--- start Task inputs ---

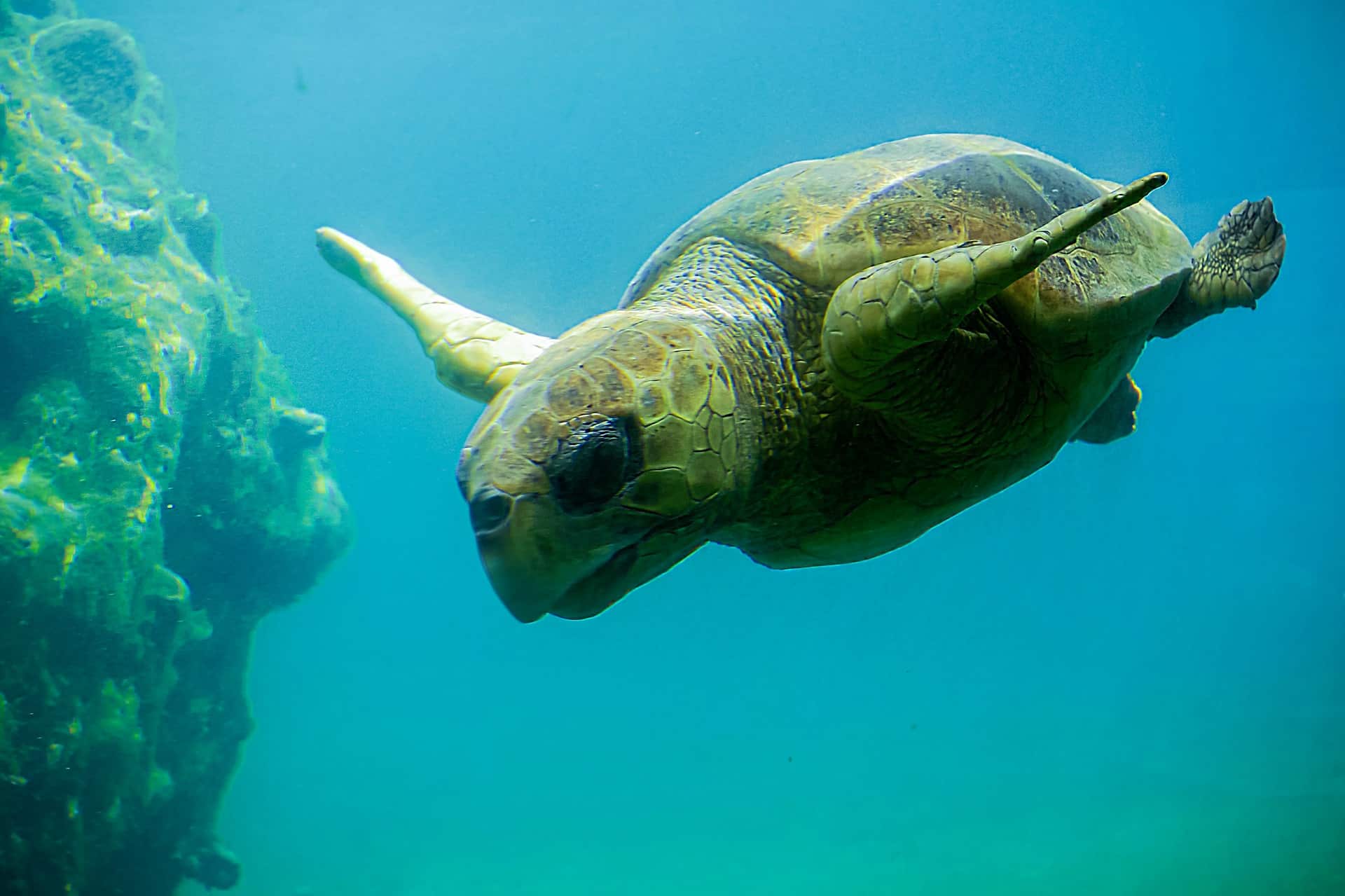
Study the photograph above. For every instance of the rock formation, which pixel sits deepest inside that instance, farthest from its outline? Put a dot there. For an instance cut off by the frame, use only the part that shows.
(160, 491)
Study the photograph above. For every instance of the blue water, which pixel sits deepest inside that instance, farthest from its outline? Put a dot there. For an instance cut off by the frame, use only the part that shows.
(1122, 676)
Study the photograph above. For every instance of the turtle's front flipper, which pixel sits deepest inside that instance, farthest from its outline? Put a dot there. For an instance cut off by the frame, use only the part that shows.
(885, 310)
(474, 355)
(1232, 266)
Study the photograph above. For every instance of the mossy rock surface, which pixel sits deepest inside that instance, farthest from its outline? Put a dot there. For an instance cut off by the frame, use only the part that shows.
(160, 489)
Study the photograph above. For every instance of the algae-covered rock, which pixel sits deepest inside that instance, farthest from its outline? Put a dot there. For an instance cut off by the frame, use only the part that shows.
(160, 490)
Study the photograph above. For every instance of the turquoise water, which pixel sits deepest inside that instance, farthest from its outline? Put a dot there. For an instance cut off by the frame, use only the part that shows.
(1122, 676)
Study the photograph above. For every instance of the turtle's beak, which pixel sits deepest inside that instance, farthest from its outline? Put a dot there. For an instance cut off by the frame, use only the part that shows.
(544, 561)
(542, 564)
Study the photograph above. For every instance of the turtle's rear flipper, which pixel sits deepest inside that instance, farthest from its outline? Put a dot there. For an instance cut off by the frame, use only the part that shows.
(1234, 266)
(1114, 419)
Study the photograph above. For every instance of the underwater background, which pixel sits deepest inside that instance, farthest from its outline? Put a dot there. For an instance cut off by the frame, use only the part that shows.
(1122, 676)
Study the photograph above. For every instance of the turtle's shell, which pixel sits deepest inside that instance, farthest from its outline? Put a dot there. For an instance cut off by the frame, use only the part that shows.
(827, 219)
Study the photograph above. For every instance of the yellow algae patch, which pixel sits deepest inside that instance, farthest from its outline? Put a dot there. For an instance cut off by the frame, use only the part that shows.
(147, 499)
(17, 473)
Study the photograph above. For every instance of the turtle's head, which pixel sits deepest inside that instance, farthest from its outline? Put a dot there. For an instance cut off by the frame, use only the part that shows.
(603, 457)
(605, 463)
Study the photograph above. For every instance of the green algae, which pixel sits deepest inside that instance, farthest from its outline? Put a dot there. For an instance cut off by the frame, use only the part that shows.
(160, 489)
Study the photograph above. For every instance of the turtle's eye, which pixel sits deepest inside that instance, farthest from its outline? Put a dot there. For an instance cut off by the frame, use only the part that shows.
(593, 464)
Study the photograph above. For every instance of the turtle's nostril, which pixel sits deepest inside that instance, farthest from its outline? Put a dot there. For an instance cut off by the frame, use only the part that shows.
(490, 510)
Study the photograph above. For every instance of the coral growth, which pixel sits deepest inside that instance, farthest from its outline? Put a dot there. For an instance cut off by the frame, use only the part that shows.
(159, 489)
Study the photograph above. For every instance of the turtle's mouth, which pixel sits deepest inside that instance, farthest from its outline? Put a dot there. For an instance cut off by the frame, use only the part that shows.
(599, 590)
(537, 570)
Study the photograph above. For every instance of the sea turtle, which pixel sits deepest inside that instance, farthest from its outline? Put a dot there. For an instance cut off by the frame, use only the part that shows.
(822, 365)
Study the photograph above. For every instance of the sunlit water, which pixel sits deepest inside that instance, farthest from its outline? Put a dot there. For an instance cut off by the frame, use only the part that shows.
(1122, 676)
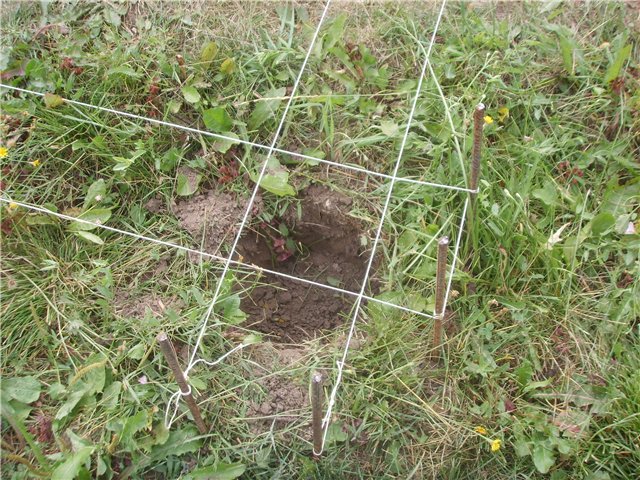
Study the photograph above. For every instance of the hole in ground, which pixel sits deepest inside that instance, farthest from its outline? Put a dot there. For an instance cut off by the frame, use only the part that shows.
(324, 245)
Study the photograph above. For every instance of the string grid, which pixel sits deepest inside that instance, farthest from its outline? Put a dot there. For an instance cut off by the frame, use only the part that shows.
(271, 149)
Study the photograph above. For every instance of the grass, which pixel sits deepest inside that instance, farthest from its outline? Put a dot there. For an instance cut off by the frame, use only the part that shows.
(541, 348)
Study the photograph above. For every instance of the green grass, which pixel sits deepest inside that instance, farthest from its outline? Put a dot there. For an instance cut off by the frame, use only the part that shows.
(542, 348)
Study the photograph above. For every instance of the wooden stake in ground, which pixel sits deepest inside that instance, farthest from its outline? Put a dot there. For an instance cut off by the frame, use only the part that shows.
(441, 287)
(316, 406)
(172, 360)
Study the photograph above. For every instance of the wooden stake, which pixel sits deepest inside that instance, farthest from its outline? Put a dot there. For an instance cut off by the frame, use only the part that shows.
(316, 406)
(172, 360)
(476, 154)
(441, 287)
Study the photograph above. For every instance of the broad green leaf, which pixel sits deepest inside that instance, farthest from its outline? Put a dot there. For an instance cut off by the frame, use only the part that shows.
(131, 426)
(602, 222)
(228, 66)
(566, 47)
(389, 128)
(90, 378)
(221, 145)
(266, 107)
(90, 237)
(179, 442)
(52, 101)
(217, 120)
(336, 434)
(111, 395)
(185, 186)
(548, 194)
(209, 52)
(68, 406)
(543, 457)
(524, 373)
(335, 31)
(190, 94)
(112, 17)
(97, 191)
(221, 471)
(275, 179)
(231, 310)
(69, 469)
(23, 389)
(99, 216)
(536, 385)
(169, 160)
(522, 448)
(614, 69)
(41, 220)
(174, 106)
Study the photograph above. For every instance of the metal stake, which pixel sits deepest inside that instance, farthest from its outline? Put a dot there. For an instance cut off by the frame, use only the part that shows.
(441, 287)
(478, 125)
(172, 360)
(316, 406)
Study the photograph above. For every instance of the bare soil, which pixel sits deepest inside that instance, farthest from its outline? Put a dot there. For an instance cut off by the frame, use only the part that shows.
(212, 219)
(132, 306)
(292, 311)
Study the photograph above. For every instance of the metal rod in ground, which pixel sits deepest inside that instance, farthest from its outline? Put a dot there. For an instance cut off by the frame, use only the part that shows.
(441, 287)
(172, 360)
(476, 157)
(476, 154)
(317, 397)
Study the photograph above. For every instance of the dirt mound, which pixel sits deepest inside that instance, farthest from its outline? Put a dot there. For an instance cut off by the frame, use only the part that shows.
(329, 252)
(284, 398)
(212, 219)
(135, 306)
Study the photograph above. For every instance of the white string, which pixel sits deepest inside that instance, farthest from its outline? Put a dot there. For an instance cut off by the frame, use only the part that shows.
(215, 362)
(455, 259)
(301, 156)
(447, 111)
(174, 400)
(340, 363)
(249, 266)
(175, 397)
(247, 212)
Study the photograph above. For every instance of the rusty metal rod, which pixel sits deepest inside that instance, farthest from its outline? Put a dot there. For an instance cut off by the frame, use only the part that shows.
(441, 288)
(476, 154)
(172, 360)
(316, 406)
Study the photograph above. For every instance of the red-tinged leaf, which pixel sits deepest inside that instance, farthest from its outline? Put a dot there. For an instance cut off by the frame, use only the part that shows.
(7, 226)
(509, 406)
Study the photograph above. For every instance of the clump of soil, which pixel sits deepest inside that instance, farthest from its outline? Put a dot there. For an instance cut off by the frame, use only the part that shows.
(212, 218)
(135, 306)
(290, 310)
(284, 398)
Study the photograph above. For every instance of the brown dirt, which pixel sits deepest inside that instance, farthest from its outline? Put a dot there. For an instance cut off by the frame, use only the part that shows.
(212, 219)
(290, 310)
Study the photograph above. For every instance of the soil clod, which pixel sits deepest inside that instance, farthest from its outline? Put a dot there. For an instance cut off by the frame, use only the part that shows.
(327, 251)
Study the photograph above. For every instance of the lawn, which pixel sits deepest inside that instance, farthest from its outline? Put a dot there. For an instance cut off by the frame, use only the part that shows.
(117, 223)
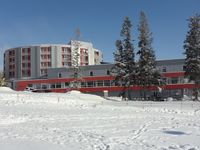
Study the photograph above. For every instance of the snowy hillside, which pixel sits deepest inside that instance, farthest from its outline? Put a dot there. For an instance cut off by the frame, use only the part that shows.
(76, 121)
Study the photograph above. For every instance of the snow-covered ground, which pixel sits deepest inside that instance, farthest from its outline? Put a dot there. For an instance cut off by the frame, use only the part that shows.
(76, 121)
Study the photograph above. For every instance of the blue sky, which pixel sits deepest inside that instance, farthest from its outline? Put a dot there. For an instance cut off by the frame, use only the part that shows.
(25, 22)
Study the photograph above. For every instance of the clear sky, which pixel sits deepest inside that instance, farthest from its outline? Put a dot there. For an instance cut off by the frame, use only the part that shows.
(26, 22)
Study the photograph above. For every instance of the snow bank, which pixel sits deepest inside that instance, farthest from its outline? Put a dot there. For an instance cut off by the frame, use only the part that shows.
(80, 121)
(6, 89)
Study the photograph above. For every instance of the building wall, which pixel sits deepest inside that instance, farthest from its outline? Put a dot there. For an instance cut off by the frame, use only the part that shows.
(39, 64)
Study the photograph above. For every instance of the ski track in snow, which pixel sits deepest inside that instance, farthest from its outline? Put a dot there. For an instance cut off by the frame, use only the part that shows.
(88, 122)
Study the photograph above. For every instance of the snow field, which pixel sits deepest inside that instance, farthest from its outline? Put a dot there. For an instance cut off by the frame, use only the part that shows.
(81, 121)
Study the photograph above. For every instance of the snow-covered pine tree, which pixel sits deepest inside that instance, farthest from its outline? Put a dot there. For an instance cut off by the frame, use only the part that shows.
(124, 68)
(192, 52)
(147, 74)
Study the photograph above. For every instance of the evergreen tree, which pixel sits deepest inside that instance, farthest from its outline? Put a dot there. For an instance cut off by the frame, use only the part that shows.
(124, 69)
(192, 52)
(147, 74)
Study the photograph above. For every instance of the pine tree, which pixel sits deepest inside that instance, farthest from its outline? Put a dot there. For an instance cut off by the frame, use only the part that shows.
(147, 73)
(192, 52)
(124, 69)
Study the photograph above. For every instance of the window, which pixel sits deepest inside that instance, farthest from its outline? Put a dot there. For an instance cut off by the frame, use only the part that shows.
(164, 69)
(66, 84)
(174, 80)
(184, 68)
(53, 86)
(59, 75)
(58, 85)
(83, 84)
(99, 83)
(91, 73)
(90, 84)
(44, 86)
(107, 83)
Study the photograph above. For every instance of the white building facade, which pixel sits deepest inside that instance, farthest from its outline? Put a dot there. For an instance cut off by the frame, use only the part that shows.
(29, 62)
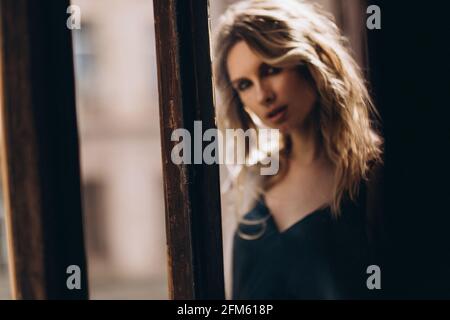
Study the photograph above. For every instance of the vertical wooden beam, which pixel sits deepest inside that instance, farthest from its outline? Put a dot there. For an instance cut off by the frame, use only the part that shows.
(192, 196)
(39, 144)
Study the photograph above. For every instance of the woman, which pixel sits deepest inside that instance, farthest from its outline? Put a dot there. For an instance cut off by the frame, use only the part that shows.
(284, 65)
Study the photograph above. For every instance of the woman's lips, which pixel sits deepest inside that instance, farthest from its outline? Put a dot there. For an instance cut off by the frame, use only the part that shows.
(277, 115)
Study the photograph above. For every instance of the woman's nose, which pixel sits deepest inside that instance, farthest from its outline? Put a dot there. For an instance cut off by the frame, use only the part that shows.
(266, 96)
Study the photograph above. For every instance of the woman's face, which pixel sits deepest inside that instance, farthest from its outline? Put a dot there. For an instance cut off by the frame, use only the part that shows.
(281, 97)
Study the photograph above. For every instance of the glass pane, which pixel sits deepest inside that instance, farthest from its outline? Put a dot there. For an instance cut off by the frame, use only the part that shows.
(117, 106)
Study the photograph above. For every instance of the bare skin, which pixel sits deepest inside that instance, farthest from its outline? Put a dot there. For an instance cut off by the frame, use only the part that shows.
(264, 90)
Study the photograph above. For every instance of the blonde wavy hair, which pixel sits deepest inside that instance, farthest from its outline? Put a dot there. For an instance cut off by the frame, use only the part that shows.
(291, 33)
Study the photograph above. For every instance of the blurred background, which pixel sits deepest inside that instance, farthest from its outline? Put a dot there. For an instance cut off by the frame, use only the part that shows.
(118, 118)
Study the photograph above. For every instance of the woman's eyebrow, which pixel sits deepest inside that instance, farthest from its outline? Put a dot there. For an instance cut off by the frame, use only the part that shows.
(261, 68)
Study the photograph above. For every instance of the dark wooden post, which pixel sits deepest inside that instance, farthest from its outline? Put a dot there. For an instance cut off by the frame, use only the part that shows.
(192, 197)
(40, 160)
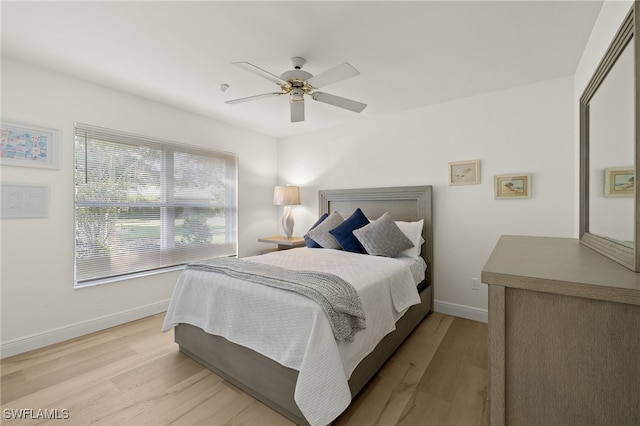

--- end Task inputs ---

#### [Exercise aim]
Recast the part of the data that opens with the line containing "Study the photograph above. For every instance of the blurred" and runs through the end of the data as a Markdown table with the columns Row and Line, one line per row, skipping blank lines. Leave the pictures out.

#### [Answer for this exercise]
| Row | Line |
|---|---|
| 1 | Study the photograph above. For every instance of the blurred background, which pixel sits deepest inside that instance, farthest from its outline? Put a dot there. For an instance cut off by the frame, use only the part that shows. |
| 2 | (118, 118) |
| 3 | Study the photograph above. For every instance of the woman's eyebrow, which pixel sits deepest inside that instance, farthest from its outline? Put a dot there. For an instance cut off by the frame, use only the part that shows. |
| 4 | (261, 68) |
| 5 | Study the photograph above. For every instance of the dark wooden post, which pixel sits deepest inside that instance, farthest from its outline? Put a dot there. For an instance cut off by the frame, use only the part that shows. |
| 6 | (192, 197) |
| 7 | (40, 160) |